§ What you are asked to do
Start at the line with "drop one pin per instance, shaped like <point>580,400</point>." in the records below, stop at the line with "tag the wheelchair footrest", and return every line in that span exactly, the two end lines included.

§ Data in this exercise
-.-.-

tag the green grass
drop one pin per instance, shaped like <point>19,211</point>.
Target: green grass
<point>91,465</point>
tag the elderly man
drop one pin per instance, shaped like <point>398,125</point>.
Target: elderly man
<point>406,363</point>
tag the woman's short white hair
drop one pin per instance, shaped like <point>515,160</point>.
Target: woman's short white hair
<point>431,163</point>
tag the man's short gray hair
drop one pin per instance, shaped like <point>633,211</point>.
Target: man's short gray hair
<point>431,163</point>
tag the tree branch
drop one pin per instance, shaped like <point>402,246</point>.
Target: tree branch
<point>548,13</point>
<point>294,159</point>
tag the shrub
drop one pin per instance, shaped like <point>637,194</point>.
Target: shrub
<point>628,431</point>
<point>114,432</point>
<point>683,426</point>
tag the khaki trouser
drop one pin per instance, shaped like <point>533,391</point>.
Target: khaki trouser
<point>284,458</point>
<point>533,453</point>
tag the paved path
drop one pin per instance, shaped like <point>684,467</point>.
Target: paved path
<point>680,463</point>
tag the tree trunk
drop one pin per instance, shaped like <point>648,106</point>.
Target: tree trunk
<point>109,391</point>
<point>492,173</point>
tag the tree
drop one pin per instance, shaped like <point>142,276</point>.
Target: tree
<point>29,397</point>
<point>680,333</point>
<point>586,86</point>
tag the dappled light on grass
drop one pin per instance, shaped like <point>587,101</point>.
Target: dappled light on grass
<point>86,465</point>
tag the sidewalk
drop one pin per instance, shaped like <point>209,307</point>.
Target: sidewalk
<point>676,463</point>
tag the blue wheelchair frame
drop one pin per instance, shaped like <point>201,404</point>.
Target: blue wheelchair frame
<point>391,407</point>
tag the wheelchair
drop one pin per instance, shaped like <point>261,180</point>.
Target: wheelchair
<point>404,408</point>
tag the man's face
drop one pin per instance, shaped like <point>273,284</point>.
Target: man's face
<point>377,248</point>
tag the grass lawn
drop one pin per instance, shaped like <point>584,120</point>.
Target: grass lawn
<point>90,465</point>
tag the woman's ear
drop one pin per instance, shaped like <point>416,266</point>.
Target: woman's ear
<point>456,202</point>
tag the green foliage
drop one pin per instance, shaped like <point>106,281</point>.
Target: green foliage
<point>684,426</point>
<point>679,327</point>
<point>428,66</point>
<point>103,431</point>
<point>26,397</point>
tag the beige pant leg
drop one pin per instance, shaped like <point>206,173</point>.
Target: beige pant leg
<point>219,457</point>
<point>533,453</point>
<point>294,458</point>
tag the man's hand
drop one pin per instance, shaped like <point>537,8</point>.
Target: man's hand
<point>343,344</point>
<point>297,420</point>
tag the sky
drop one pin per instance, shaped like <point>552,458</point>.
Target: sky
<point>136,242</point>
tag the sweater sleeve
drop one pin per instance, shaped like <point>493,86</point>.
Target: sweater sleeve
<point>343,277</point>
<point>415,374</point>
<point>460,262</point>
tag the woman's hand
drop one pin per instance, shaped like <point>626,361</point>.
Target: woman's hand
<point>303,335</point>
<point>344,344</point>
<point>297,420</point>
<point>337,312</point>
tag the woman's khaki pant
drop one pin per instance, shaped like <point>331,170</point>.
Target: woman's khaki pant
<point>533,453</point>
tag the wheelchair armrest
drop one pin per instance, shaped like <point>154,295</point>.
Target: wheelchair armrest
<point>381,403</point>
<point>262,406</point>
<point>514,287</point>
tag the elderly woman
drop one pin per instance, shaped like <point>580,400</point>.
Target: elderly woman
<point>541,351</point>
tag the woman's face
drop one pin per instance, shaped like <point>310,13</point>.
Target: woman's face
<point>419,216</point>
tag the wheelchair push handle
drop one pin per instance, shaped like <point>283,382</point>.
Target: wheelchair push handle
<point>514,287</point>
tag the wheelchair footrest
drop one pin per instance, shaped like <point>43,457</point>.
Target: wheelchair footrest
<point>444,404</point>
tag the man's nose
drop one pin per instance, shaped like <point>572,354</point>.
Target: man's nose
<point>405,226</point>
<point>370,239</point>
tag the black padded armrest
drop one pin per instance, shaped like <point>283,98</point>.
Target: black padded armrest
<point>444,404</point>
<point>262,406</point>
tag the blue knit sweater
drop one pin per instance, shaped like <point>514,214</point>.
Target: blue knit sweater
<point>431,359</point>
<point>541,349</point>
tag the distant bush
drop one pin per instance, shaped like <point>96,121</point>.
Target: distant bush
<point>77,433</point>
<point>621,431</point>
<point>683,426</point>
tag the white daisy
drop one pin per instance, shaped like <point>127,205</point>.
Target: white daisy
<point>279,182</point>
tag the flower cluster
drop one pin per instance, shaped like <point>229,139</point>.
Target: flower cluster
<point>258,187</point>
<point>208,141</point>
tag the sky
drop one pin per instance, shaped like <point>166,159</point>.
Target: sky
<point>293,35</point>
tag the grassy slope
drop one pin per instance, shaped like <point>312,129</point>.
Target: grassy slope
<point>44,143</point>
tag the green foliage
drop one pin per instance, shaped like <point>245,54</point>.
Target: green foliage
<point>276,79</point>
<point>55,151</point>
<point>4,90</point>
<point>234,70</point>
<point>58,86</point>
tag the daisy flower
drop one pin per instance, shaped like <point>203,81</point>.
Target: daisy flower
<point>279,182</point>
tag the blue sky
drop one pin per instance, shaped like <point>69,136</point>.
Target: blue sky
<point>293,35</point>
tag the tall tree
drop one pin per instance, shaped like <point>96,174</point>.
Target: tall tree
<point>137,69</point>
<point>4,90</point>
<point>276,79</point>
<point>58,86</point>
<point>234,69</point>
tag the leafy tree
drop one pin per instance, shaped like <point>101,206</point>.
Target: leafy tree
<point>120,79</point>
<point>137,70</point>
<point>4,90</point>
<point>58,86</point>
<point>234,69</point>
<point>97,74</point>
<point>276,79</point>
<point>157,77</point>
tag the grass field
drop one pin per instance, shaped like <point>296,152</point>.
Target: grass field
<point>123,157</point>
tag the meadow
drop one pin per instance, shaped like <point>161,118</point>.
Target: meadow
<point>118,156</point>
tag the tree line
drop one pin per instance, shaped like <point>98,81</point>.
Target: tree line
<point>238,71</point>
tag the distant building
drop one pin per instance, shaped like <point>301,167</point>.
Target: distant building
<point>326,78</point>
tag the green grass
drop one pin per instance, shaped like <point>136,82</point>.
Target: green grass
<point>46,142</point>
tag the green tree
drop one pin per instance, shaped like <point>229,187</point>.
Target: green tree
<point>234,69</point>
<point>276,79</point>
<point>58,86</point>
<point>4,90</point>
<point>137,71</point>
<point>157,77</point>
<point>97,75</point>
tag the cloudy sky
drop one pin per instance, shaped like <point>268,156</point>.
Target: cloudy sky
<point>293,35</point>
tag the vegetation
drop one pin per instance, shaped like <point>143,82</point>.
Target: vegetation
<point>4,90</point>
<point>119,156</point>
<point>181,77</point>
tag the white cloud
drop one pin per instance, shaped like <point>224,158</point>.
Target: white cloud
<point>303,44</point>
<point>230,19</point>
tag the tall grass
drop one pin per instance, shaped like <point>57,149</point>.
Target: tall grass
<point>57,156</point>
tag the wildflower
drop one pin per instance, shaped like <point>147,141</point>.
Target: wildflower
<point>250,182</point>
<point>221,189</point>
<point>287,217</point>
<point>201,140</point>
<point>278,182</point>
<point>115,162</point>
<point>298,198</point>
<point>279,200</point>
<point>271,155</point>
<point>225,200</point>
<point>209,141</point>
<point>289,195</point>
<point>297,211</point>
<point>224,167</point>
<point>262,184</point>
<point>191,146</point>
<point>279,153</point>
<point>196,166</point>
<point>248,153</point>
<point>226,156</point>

-.-.-

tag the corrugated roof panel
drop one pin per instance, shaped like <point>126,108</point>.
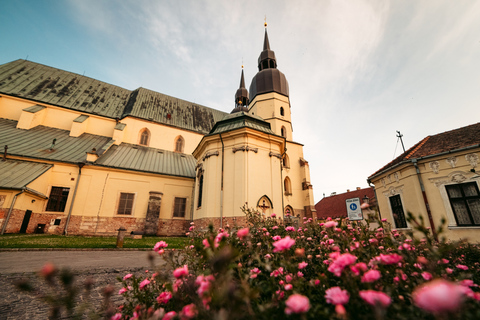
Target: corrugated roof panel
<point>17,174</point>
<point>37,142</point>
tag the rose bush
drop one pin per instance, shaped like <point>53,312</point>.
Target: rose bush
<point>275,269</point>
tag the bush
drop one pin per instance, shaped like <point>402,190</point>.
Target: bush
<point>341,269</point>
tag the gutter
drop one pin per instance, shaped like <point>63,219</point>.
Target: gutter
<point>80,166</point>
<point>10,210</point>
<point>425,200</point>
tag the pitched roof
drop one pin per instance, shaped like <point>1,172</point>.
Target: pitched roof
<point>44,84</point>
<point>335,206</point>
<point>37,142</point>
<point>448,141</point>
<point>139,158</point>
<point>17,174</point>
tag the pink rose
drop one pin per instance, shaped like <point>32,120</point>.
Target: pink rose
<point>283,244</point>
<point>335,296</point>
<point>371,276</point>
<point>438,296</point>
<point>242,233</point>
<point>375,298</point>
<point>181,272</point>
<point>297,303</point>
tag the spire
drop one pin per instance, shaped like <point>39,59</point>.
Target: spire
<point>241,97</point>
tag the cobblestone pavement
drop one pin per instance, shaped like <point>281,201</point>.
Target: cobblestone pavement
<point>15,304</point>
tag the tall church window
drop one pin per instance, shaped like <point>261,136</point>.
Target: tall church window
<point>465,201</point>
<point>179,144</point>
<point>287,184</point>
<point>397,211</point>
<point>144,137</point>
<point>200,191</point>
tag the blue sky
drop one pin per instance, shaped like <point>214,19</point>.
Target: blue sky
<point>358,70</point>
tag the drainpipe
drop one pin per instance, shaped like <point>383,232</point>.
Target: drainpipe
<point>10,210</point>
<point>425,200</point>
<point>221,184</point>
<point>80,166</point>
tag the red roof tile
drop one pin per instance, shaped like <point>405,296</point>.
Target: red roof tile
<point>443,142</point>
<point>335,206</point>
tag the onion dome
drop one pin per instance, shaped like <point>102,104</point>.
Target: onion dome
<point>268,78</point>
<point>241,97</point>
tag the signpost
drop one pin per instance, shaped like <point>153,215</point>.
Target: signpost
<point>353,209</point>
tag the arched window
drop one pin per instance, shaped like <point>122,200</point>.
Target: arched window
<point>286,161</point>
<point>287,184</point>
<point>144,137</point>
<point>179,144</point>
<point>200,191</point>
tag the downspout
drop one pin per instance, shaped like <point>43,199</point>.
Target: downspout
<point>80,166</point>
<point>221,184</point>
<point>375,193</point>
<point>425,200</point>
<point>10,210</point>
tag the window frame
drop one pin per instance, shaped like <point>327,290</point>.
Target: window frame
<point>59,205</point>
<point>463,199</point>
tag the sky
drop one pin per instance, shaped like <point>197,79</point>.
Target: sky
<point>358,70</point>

-.-.-

§ Your response
drop one pin per instance, shaped like <point>580,400</point>.
Target: elderly woman
<point>541,351</point>
tag the woman's face
drop one pin per instance, shaped like <point>310,13</point>.
Target: woman's face
<point>419,216</point>
tag the wheelchair push handle
drop one pin per instance, shaped like <point>283,382</point>.
Target: wheelchair push handle
<point>514,287</point>
tag the wheelchair footrest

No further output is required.